WORK TASK:
Any picture in the entries is to be skipped, while everything else is transcribed word for word.

DATA FOR THIS TASK:

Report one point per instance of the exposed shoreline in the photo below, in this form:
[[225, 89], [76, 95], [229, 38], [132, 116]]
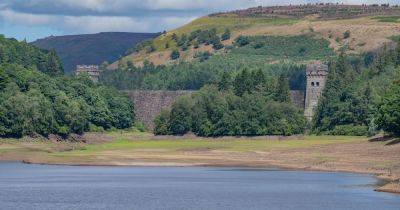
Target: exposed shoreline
[[328, 154], [384, 184]]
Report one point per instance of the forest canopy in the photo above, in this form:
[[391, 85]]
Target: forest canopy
[[36, 98]]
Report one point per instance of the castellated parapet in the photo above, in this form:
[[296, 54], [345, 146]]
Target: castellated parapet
[[316, 73], [92, 70]]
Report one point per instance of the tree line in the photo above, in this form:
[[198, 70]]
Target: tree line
[[360, 95], [246, 104], [36, 98]]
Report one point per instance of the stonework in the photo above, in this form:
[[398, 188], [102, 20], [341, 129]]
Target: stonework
[[149, 103], [316, 78], [92, 70]]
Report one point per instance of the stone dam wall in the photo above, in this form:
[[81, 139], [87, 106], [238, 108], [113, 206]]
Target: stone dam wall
[[149, 103]]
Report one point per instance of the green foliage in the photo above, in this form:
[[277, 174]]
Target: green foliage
[[388, 114], [242, 41], [33, 102], [140, 126], [346, 34], [349, 130], [175, 54], [300, 47], [208, 69], [92, 48], [352, 103], [12, 51], [226, 35], [225, 110]]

YOUR SOLUTION:
Report one point per instance of the exposed shoreline in the photo below, in this form:
[[225, 89], [76, 95], [229, 38], [132, 116]]
Target: exposed shoreline
[[328, 154], [384, 184]]
Report one point per instance of the forest canopy in the photo above, in this form:
[[391, 85]]
Target: forest canopy
[[36, 98]]
Report one point per instance of the castellated parapet in the photo above, in this form:
[[296, 54], [345, 146]]
Target: castellated parapet
[[316, 73], [92, 70]]
Report one point per instance of the tree line in the photo above, in this form:
[[198, 70]]
Target: tree line
[[360, 95], [246, 104], [36, 98]]
Report one point per instance of the stonework in the photo above, in this form:
[[398, 188], [102, 20], [341, 129]]
Target: stonework
[[149, 103], [316, 78], [92, 70]]
Report one point per instance of the stone dam wall in the photo above, in this form:
[[81, 139], [87, 106], [238, 108], [113, 206]]
Target: stone dam wall
[[149, 103]]
Report one point per instance of the green foliage in the photo above, in this form:
[[277, 174]]
Target: green foliage
[[388, 114], [242, 41], [33, 102], [140, 126], [346, 34], [349, 130], [175, 54], [300, 47], [208, 69], [92, 48], [352, 103], [12, 51], [226, 35], [225, 110]]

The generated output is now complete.